- **Work to be completed**: Find every line in the rows below that contains the string "query" and copy each of those lines.

- **Supplied information**:
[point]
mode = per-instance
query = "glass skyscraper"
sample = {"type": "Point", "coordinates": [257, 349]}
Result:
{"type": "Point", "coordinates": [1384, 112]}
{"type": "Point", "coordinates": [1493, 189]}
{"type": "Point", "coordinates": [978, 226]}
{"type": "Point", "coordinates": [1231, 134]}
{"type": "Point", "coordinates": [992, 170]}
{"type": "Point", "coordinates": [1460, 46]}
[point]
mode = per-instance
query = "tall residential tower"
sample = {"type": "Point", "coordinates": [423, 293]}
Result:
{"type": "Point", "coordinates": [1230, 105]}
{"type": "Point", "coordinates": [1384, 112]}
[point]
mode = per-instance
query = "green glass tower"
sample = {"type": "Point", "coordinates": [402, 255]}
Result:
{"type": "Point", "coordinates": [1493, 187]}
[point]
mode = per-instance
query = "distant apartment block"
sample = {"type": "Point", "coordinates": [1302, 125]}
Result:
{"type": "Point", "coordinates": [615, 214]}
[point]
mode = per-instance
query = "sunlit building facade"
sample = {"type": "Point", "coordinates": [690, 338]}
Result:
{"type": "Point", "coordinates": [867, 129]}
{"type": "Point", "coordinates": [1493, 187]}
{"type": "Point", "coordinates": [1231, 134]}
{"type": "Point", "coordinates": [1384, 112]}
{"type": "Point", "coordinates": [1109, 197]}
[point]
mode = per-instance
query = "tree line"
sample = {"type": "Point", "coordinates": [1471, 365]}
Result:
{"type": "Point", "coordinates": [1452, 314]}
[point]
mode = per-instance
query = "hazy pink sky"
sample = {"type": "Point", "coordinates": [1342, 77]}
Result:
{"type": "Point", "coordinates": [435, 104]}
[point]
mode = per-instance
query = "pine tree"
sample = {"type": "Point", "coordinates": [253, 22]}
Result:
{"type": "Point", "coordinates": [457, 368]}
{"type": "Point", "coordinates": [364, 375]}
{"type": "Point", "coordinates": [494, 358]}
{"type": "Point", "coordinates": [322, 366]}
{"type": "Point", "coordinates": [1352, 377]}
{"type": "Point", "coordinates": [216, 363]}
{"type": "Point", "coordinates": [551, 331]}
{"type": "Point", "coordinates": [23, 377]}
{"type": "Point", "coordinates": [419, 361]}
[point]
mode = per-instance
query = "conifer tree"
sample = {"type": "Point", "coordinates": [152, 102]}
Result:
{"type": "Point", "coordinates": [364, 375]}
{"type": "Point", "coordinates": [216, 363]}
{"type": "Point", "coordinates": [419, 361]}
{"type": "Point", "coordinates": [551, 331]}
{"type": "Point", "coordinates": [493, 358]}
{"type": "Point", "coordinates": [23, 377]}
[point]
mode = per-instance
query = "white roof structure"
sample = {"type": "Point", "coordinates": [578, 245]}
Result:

- **Complete output**:
query = "glass skyscraper"
query = "tall residential tower"
query = "green glass tower"
query = "distant apartment block"
query = "sunlit building facade"
query = "tree line"
query = "hazy pink sky"
query = "pine tree"
query = "conifer tree"
query = "white roof structure"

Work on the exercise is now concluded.